Exercise prompt: All the data below should be printed again without a single difference.

[Data extract — start]

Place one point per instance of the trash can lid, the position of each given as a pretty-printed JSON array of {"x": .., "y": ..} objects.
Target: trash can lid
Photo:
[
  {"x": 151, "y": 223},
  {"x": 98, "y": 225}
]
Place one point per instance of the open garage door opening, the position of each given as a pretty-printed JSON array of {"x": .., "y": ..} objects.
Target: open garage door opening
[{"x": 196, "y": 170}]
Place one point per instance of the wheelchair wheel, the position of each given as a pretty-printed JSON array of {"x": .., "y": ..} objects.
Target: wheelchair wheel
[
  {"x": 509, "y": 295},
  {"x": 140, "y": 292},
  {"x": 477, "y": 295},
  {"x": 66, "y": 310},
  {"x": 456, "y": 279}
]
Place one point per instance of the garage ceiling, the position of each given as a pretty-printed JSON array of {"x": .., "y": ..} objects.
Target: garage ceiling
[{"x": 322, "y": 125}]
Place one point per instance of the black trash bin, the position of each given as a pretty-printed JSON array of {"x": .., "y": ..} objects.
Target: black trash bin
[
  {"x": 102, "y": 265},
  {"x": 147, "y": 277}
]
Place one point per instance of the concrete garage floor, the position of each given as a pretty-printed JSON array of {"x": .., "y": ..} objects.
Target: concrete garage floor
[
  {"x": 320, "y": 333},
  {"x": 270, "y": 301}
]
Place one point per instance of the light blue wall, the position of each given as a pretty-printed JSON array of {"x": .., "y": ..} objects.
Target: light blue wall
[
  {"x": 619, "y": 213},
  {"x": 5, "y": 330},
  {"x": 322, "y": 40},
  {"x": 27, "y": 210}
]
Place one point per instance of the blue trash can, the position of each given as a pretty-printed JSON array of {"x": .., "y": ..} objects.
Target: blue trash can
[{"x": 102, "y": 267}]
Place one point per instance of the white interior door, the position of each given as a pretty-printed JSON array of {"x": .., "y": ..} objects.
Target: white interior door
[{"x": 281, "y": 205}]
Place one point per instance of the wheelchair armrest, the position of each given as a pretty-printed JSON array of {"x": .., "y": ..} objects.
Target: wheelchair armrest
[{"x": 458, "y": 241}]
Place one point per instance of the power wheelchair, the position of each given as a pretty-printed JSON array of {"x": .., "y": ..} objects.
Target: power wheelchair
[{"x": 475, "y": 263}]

[Data extract — finish]

Answer to the problem:
Place one point per instance of the trash can lid, the position of each given as a pretty-printed JSON array of {"x": .., "y": ..} objects.
Target: trash can lid
Photo:
[
  {"x": 151, "y": 223},
  {"x": 98, "y": 225}
]
Place one point per instance of the open garage door opening, the position of each given as a pretty-printed JSON array of {"x": .., "y": ..} objects.
Target: open garage door opening
[{"x": 196, "y": 170}]
Place one point per instance of the wheelchair wheel, the position of each given as a pretty-printed JSON array of {"x": .., "y": ..} objects.
Target: wheelchair wheel
[
  {"x": 509, "y": 295},
  {"x": 140, "y": 292},
  {"x": 477, "y": 295},
  {"x": 66, "y": 310},
  {"x": 456, "y": 279}
]
Place one point per instance of the garage ceiling, the position of each given as a pretty-printed JSON array of {"x": .., "y": ..} objects.
Target: garage ceiling
[{"x": 322, "y": 125}]
Place one point per instance of the black trash bin, the position of each given as a pretty-printed JSON array of {"x": .., "y": ..} objects.
Target: black trash bin
[
  {"x": 102, "y": 265},
  {"x": 147, "y": 277}
]
Place one point per instance of the concrete garage floor, the position of each given as a pretty-printed JSON array of {"x": .., "y": ..} objects.
Target: concrete garage floor
[
  {"x": 320, "y": 333},
  {"x": 270, "y": 301}
]
Place one point per instance of the light blue wall, the position of each given as a pretty-printed JSON array of {"x": .., "y": ..} objects.
Target: light blue wall
[
  {"x": 619, "y": 213},
  {"x": 5, "y": 330},
  {"x": 322, "y": 40},
  {"x": 27, "y": 210}
]
Place one point per instance of the blue trash can, the position of each given as a pretty-printed JSON array of {"x": .., "y": ..} objects.
Target: blue trash can
[{"x": 102, "y": 267}]
Place one point per instance of the white interior door, the position of each given as a pretty-printed JSON array of {"x": .., "y": ..} objects.
Target: white interior door
[{"x": 281, "y": 205}]
Place one point per instance of the wheelchair armrest, the position of each given as a pretty-printed JSON array of {"x": .., "y": ..} objects.
Target: wheelchair armrest
[{"x": 458, "y": 241}]
Place one point per instance of the power wheelchair, the position of each given as a pretty-printed JSON array of {"x": .., "y": ..} objects.
Target: power wheelchair
[{"x": 475, "y": 263}]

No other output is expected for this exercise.